Your task is to transcribe the entries below exactly, beginning with the line containing "Mark one point per instance of the cream" and ending with the final line, and to add nothing else.
** BEGIN **
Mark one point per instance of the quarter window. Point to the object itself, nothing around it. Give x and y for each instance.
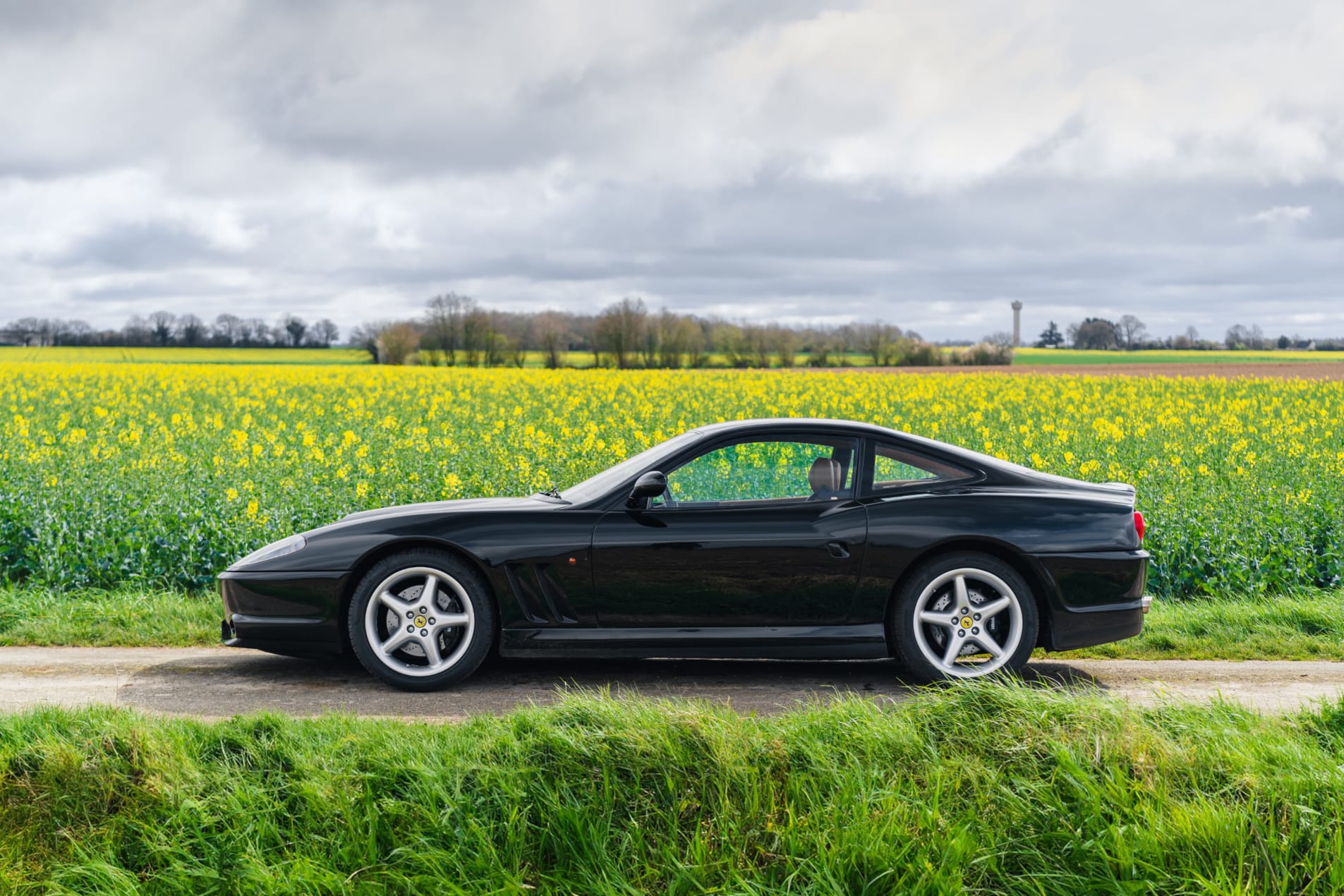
(763, 472)
(894, 468)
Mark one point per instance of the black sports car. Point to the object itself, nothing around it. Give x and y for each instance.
(785, 539)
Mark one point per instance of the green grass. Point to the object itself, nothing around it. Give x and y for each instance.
(119, 618)
(1300, 626)
(977, 789)
(1293, 626)
(1034, 356)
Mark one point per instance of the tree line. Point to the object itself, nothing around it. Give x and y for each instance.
(456, 331)
(1131, 335)
(164, 328)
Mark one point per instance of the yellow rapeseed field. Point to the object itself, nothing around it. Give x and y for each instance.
(167, 472)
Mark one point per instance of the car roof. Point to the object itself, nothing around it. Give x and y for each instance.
(852, 428)
(995, 468)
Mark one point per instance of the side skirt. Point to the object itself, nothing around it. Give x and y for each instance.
(737, 643)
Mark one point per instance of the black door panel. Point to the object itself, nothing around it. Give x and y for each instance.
(776, 564)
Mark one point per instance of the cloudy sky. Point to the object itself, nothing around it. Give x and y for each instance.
(925, 163)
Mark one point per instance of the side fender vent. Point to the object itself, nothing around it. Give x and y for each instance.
(539, 595)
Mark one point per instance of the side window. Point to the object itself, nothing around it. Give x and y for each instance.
(894, 468)
(766, 471)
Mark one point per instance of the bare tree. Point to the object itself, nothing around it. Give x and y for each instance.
(162, 327)
(190, 329)
(227, 328)
(293, 327)
(136, 332)
(26, 329)
(879, 340)
(476, 335)
(785, 340)
(620, 328)
(550, 334)
(396, 343)
(1240, 336)
(1096, 334)
(325, 334)
(366, 336)
(445, 316)
(78, 332)
(1132, 331)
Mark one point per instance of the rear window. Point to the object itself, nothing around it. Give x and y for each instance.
(895, 468)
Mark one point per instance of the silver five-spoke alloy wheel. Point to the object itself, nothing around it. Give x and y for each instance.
(968, 622)
(420, 621)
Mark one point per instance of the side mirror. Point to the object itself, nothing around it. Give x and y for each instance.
(650, 485)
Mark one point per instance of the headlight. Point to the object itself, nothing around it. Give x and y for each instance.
(272, 551)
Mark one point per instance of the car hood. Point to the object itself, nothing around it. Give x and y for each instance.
(461, 505)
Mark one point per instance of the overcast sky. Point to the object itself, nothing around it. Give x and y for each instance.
(925, 163)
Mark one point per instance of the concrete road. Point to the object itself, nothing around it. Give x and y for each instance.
(218, 683)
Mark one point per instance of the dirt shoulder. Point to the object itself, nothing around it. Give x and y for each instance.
(219, 683)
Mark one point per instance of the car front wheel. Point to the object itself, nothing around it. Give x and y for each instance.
(421, 619)
(964, 616)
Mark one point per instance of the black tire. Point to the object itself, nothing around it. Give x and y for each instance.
(922, 648)
(460, 595)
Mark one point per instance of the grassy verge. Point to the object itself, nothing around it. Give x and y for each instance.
(108, 618)
(1300, 626)
(1297, 626)
(976, 789)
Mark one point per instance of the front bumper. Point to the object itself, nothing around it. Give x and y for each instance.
(288, 613)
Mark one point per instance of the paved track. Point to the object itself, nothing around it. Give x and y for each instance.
(219, 683)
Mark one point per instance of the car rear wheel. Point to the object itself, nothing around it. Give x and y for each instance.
(964, 616)
(421, 619)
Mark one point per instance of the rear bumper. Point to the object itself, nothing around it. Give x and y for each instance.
(288, 613)
(1094, 597)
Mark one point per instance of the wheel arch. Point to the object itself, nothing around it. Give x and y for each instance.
(374, 557)
(998, 550)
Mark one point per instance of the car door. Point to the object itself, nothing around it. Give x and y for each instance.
(753, 532)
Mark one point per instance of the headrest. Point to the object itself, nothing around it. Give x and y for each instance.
(824, 475)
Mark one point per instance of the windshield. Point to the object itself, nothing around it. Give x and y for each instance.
(609, 478)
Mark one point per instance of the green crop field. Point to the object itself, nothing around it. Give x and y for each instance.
(160, 475)
(172, 355)
(1043, 356)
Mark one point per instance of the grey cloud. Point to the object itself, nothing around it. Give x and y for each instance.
(921, 163)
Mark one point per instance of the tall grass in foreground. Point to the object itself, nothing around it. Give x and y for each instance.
(977, 789)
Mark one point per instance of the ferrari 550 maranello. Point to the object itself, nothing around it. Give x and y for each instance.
(782, 539)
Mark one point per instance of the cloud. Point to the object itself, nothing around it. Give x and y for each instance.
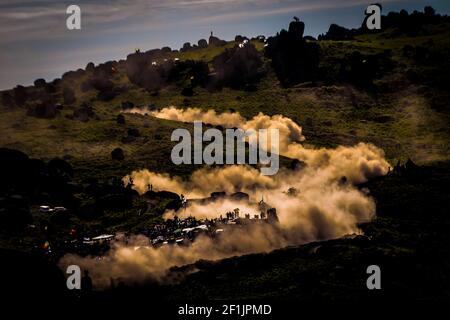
(324, 205)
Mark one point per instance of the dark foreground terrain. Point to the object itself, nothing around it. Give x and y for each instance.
(66, 143)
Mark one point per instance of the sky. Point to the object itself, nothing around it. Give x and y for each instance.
(35, 42)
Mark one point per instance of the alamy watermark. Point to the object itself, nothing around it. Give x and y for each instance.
(233, 145)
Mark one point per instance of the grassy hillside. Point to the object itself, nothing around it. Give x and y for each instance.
(398, 115)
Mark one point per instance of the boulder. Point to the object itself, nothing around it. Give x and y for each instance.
(117, 154)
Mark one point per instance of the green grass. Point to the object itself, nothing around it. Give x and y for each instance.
(330, 115)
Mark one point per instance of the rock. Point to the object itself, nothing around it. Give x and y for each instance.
(166, 50)
(216, 42)
(43, 110)
(84, 113)
(293, 59)
(68, 95)
(186, 47)
(336, 33)
(238, 66)
(117, 154)
(39, 83)
(20, 95)
(90, 67)
(202, 43)
(127, 105)
(133, 132)
(120, 119)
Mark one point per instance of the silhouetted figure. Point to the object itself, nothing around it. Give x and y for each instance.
(86, 282)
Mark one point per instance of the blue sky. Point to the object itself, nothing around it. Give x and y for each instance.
(35, 43)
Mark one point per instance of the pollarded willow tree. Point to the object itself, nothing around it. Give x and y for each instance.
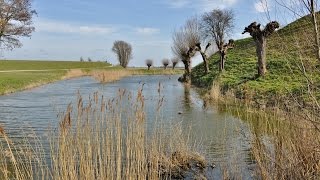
(123, 51)
(149, 63)
(174, 62)
(186, 43)
(215, 26)
(260, 39)
(15, 21)
(165, 63)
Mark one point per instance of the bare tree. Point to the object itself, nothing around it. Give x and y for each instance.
(224, 51)
(186, 43)
(165, 63)
(215, 26)
(149, 63)
(260, 38)
(15, 21)
(124, 52)
(174, 62)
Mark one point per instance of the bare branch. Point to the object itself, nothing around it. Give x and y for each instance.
(124, 52)
(15, 21)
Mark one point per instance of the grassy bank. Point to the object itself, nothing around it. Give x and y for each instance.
(20, 75)
(6, 65)
(293, 70)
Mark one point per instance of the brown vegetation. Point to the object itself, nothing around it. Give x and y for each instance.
(149, 63)
(101, 140)
(123, 51)
(215, 26)
(15, 21)
(260, 38)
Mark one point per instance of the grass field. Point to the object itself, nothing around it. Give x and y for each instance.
(6, 65)
(290, 62)
(20, 75)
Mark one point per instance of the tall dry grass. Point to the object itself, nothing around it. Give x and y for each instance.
(104, 139)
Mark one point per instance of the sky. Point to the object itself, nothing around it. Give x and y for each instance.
(70, 29)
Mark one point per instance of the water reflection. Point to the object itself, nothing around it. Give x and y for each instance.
(221, 136)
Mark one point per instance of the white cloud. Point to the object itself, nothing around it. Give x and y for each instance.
(45, 25)
(178, 3)
(208, 5)
(201, 5)
(147, 31)
(262, 6)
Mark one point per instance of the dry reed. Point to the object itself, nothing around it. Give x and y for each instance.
(103, 139)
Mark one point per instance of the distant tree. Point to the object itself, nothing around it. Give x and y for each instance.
(165, 63)
(260, 39)
(149, 63)
(124, 52)
(174, 62)
(15, 21)
(215, 26)
(186, 43)
(223, 53)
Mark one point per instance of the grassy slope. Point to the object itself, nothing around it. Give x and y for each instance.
(287, 48)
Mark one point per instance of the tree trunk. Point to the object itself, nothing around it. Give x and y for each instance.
(315, 29)
(261, 44)
(187, 71)
(186, 78)
(222, 60)
(205, 62)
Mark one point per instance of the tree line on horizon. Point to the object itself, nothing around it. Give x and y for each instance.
(211, 28)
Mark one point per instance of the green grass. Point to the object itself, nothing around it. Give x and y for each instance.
(48, 65)
(12, 82)
(20, 80)
(286, 49)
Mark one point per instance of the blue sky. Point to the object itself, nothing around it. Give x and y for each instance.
(69, 29)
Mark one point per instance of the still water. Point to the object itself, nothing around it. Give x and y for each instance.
(224, 139)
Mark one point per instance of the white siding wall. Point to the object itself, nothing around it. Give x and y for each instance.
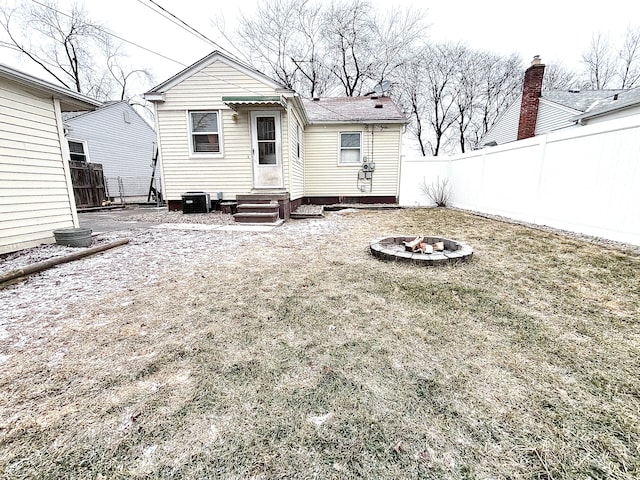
(34, 191)
(506, 128)
(552, 116)
(231, 174)
(324, 177)
(296, 165)
(124, 149)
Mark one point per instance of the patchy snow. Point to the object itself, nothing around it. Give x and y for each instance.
(152, 254)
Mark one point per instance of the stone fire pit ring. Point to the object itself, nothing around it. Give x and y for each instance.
(393, 248)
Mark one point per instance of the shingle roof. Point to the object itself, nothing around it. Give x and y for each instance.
(353, 110)
(624, 99)
(581, 100)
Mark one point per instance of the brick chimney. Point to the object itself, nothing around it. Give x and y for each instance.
(531, 92)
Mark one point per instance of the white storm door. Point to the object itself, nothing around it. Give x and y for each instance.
(267, 150)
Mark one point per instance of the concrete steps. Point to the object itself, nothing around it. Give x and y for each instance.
(262, 209)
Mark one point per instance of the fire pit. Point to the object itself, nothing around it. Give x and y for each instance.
(428, 251)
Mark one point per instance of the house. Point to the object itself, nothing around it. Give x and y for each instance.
(119, 139)
(230, 131)
(537, 112)
(36, 195)
(618, 105)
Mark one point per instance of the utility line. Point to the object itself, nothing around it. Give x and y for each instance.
(178, 21)
(184, 65)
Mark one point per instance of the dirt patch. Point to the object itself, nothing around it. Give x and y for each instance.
(295, 353)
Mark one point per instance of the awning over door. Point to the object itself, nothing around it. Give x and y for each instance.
(255, 101)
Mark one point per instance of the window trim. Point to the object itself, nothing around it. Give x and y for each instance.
(195, 154)
(340, 148)
(85, 149)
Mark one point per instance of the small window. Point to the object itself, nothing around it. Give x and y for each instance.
(77, 152)
(350, 147)
(205, 132)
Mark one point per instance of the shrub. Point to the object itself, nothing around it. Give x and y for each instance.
(438, 192)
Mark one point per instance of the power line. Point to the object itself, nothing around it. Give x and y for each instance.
(114, 35)
(184, 65)
(178, 21)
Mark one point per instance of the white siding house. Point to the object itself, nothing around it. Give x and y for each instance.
(36, 195)
(119, 139)
(333, 168)
(226, 128)
(556, 110)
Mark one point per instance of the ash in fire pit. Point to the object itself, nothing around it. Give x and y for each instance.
(419, 250)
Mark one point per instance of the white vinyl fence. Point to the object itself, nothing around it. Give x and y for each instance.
(131, 189)
(584, 179)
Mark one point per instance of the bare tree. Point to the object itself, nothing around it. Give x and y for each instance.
(558, 77)
(123, 75)
(347, 31)
(629, 59)
(316, 48)
(410, 94)
(488, 84)
(599, 62)
(73, 49)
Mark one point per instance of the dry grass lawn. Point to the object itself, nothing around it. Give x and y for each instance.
(305, 357)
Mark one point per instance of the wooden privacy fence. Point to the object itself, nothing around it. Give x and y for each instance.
(88, 184)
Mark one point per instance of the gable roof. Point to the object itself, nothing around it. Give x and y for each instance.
(69, 99)
(619, 101)
(156, 92)
(579, 100)
(71, 116)
(353, 110)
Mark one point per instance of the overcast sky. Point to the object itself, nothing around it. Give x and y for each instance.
(556, 30)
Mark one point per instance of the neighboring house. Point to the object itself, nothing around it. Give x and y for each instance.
(119, 139)
(230, 131)
(36, 196)
(537, 112)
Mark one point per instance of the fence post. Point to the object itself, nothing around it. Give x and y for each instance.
(543, 154)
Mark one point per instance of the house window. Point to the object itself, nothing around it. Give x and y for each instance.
(205, 132)
(350, 147)
(77, 152)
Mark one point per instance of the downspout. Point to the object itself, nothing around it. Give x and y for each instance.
(66, 157)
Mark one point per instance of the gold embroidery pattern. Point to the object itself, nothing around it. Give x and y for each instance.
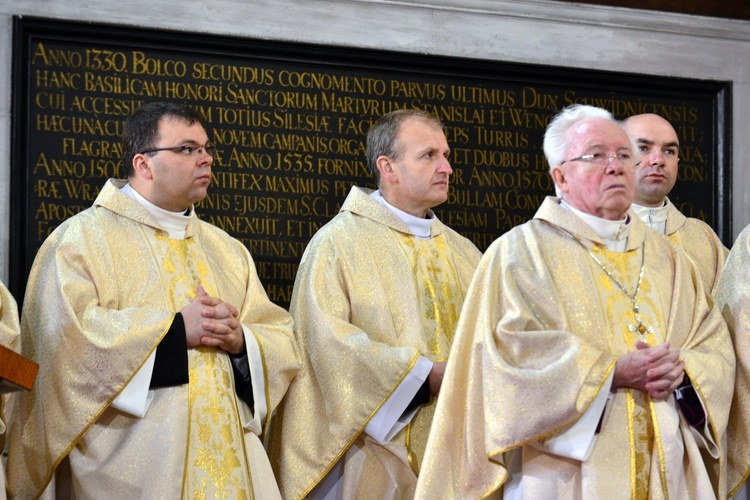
(441, 298)
(440, 301)
(625, 266)
(214, 468)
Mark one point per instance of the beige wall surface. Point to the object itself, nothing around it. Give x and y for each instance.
(537, 32)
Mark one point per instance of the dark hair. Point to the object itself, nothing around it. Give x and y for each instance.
(381, 138)
(141, 128)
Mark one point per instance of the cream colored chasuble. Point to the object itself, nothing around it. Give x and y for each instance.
(215, 464)
(627, 326)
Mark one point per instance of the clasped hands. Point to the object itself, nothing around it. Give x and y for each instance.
(656, 370)
(212, 322)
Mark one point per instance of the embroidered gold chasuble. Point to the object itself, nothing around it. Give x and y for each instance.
(539, 334)
(701, 244)
(733, 298)
(369, 299)
(102, 293)
(9, 330)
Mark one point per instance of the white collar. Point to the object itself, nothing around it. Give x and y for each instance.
(421, 227)
(652, 217)
(614, 232)
(174, 222)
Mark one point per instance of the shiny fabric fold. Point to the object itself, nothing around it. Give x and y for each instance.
(733, 299)
(701, 244)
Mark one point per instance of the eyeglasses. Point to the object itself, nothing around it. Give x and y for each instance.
(602, 160)
(189, 151)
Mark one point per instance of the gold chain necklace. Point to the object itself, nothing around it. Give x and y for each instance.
(638, 327)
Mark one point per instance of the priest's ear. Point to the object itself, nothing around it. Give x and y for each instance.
(386, 168)
(560, 178)
(142, 166)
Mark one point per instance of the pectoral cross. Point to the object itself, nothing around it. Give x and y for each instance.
(639, 327)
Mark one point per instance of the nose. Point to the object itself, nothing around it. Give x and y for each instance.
(445, 167)
(205, 157)
(614, 165)
(656, 157)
** END **
RESULT OF THIS TASK:
Mark one point per instance of the cream colored chasuble. Point to the object itself, nothing around it. Give x and y for each instance.
(215, 464)
(627, 326)
Mark one point per instance of the clasped hands. Point to the object itself, nothing around it. Give x and y for each instance.
(656, 370)
(212, 322)
Mark one point per instance of the embroidered gold chasuble. Point to the object itself, nothing around it. Give x and y for each instance.
(539, 334)
(701, 244)
(733, 298)
(369, 299)
(102, 293)
(9, 330)
Mark one point per instance of the white collar. Point to the object itself, nothing around it. Give x and y for each instance.
(421, 227)
(652, 217)
(614, 232)
(174, 222)
Mark one point per instance of the shiny fabric fold. Point to the object itself, nothing around it. Give x and y for each instance.
(733, 299)
(701, 244)
Mark one point per instance of the eyeglasses. Point to the object itself, nothing around it. Give x and y for each instance.
(602, 160)
(189, 151)
Mark one point per instance of the gold chain necklace. Point to the object itself, nothing around it. Give x and y for each instance.
(638, 327)
Mark one point per instance of the priest's ear. Point to the object itself, nothing around it. Give x and y for each instance.
(386, 168)
(560, 178)
(142, 166)
Mark one point per instance of the pectoral cross. Point to the object itself, nothing around it. Give x and y for each instance.
(639, 327)
Mark one point per instance of the nose. Point to the object itself, nothing around it. Give x and y for each instance.
(445, 167)
(205, 157)
(614, 165)
(656, 157)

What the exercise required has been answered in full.